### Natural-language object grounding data

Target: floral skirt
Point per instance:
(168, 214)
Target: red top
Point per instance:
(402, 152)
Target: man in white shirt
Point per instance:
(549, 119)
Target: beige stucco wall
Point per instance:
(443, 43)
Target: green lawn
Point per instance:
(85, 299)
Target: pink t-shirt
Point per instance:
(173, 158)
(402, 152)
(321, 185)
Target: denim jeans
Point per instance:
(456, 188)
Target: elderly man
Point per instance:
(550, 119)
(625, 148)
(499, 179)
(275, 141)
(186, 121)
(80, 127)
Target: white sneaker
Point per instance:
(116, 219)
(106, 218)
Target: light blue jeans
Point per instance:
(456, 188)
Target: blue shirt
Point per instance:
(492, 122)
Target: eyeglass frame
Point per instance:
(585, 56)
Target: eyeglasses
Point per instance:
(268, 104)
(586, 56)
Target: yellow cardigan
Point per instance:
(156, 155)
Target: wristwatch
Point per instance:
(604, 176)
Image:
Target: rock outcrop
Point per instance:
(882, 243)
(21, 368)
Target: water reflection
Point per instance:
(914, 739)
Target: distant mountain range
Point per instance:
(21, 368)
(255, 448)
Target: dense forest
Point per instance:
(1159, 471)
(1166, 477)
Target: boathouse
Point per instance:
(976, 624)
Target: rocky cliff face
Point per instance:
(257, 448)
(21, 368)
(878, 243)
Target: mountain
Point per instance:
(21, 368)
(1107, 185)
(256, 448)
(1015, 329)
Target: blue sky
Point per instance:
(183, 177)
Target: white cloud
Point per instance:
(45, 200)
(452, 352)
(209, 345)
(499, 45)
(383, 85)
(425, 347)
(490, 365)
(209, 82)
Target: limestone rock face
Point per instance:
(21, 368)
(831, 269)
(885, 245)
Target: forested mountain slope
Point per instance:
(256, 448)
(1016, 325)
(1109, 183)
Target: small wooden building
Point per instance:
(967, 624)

### Assignment
Check the entries above for the word "face" and copy every line where it turns up.

### Result of the task
Target: rocky cliff face
Target: limestone rock face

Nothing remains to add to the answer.